==== QUOTED PASSAGE ====

= Marie Porter =

Australian women and children's advocate

Marie Porter (born 4 November 1939) is a researcher, writer and advocate for the welfare of women and children. She founded the Australian Motherhood Initiative for Research and Community Involvement (AMIRCI) in 2001. In her role as founder and chairperson of AMIRCI, Porter has presided over multiple international conferences held in Australia. These events are attended by a network of academics, postgraduate students, artists, health professionals and lawyers.

Porter has also been an active advocate in the field of disability and was instrumental in the establishment of several organisations focused on the severely physically disabled including Friends of Brain Injured Children in 1977, the Mamre Association (respite care for parents of disabled people) in 1983 and NIRAN Inc (permanent residential accommodation for severely disabled adults) in 1990.

== Education and career ==
Porter originally trained as a teacher and worked in education until she was forced to resign in 1962 as a result of the marriage bar. Over several decades Dr Porter was then primary carer for her severely physically disabled son with fragile health. During this period she completed her Bachelor of Arts. Porter has described her struggles during this time:

I was in my early 40s and a mother to three boys. My 12-year-old Anthony was totally physically handicapped. The specialists told me he’d never live to age one. But I made up my mind that wasn’t going to be the case. . . . We worked so hard. Not just me, the whole family. I got to the stage where I couldn’t sleep at all and I could hardly think clearly. I once put on a dress back-to-front and wondered why it looked strange.

====

TASK OBJECTIVE: Extend the Marie Porter biography, beginning right after its final sentence. The rows that follow play no part in this exercise.

==== INFORMATION SUPPLIED ====

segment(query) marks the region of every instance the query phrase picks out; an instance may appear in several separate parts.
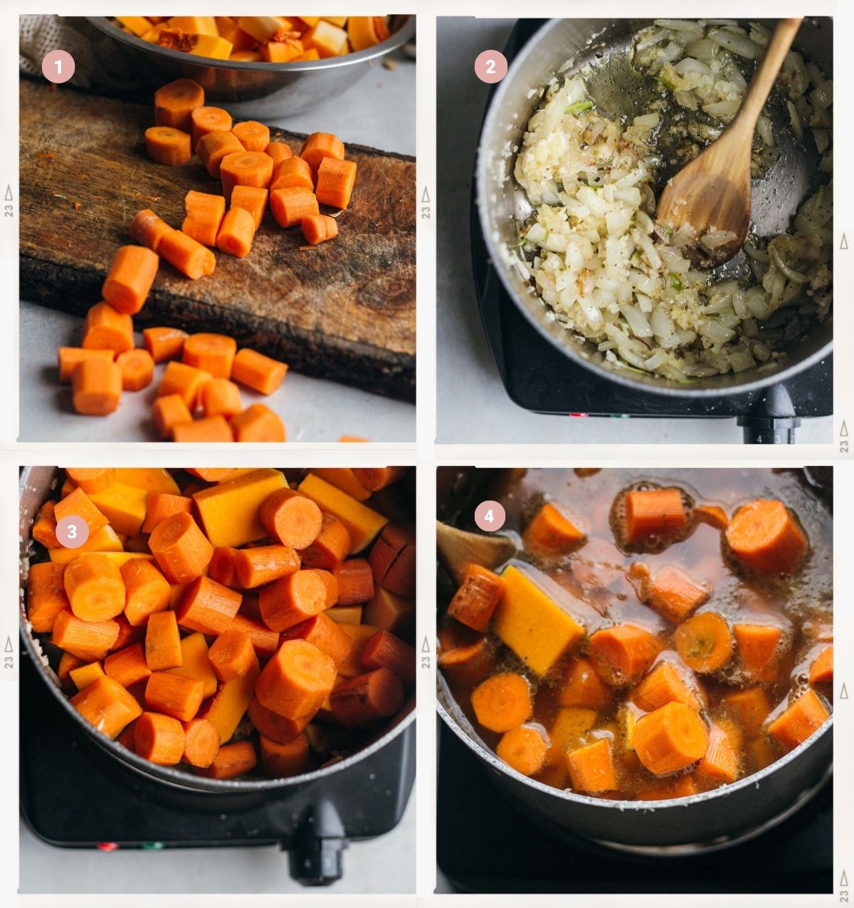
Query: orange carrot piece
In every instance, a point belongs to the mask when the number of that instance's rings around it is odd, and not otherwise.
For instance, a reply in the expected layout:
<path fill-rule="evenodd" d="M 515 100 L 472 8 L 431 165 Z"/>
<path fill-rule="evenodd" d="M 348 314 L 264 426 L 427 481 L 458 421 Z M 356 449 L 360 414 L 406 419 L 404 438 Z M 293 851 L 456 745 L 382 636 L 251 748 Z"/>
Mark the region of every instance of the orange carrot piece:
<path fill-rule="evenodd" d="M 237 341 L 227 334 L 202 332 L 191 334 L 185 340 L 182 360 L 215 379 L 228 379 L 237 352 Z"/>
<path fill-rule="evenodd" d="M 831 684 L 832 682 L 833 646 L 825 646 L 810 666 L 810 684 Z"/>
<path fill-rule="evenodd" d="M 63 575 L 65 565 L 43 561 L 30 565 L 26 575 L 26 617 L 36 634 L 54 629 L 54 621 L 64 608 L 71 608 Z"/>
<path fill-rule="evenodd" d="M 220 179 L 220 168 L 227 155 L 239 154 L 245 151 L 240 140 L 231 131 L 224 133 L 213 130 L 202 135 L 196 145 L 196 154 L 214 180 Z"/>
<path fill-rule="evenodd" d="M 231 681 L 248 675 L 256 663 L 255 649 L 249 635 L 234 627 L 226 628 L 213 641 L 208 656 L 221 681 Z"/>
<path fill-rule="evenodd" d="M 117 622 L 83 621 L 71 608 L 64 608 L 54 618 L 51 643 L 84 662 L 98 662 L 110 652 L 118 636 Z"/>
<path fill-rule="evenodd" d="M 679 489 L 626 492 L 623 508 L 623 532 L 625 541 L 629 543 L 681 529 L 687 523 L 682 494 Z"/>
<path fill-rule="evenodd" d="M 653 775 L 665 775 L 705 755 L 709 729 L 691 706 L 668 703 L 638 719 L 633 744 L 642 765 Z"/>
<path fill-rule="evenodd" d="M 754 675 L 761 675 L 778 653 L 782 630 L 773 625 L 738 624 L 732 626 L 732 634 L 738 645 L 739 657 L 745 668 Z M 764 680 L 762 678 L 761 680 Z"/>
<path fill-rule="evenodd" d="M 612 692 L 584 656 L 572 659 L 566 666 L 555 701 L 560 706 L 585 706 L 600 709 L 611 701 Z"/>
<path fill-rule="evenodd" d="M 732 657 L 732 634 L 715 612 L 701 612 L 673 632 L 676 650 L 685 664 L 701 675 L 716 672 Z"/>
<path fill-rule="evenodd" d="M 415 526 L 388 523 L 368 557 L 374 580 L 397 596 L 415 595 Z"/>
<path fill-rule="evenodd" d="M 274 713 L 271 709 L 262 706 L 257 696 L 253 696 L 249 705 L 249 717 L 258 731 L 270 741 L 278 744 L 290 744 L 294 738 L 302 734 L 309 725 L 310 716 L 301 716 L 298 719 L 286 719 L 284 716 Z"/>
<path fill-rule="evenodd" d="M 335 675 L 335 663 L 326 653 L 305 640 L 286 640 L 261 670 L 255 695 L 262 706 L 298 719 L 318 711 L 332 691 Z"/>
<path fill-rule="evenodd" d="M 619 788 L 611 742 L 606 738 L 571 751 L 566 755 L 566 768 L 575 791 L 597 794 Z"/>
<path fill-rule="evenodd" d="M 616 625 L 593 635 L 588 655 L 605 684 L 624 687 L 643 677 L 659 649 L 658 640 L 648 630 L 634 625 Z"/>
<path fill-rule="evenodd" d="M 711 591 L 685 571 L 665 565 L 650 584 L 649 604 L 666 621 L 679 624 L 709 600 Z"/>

====

RESPONSE FOR THIS EXERCISE:
After completing her Phd she continued her research and lecturing. She organised the inaugural course on motherhood at the University of Queensland : HUMN2001: The Mother: Images, Issues and Practices. Porter's 2008 publication, ‘’Transformative Power in Motherwork’’, was based on her 2006 PhD thesis, which received the Dean's commendation from the University of Queensland. Since then she has published numerous texts on motherhood and has lectured internationally on this topic. Through setting up of AMIRCI she has provided an avenue for many others to present and publish research in this emerging field.

== Awards ==
Dr Porter was made a Member of the Order of Australia (AM) in the 2018 Queen's Birthday Honours.

== Works ==
- Australian International Academic Conference on Motherhood (1st : 2001 : University of Queensland) (2005). "Motherhood : power and oppression"
- Porter, Marie (2008). "Transformative power in motherwork : a study of mothering in the 1950s and 1960s"
- Australian Conference on Mothering (2005 : University of Queensland, Australia) (2008). "Theorising and representing maternal realities"
- Porter, Marie, 1938- (2010). "Mother-texts : narratives and counter-narratives"
- Raith, Lisa, (editor.) (2015). "Mothers at the margins : stories of challenge, resistance and love"
- Australian International Academic Conference on Motherhood (1st : 2001 : University of Queensland) (2005). "Motherhood : power and oppression"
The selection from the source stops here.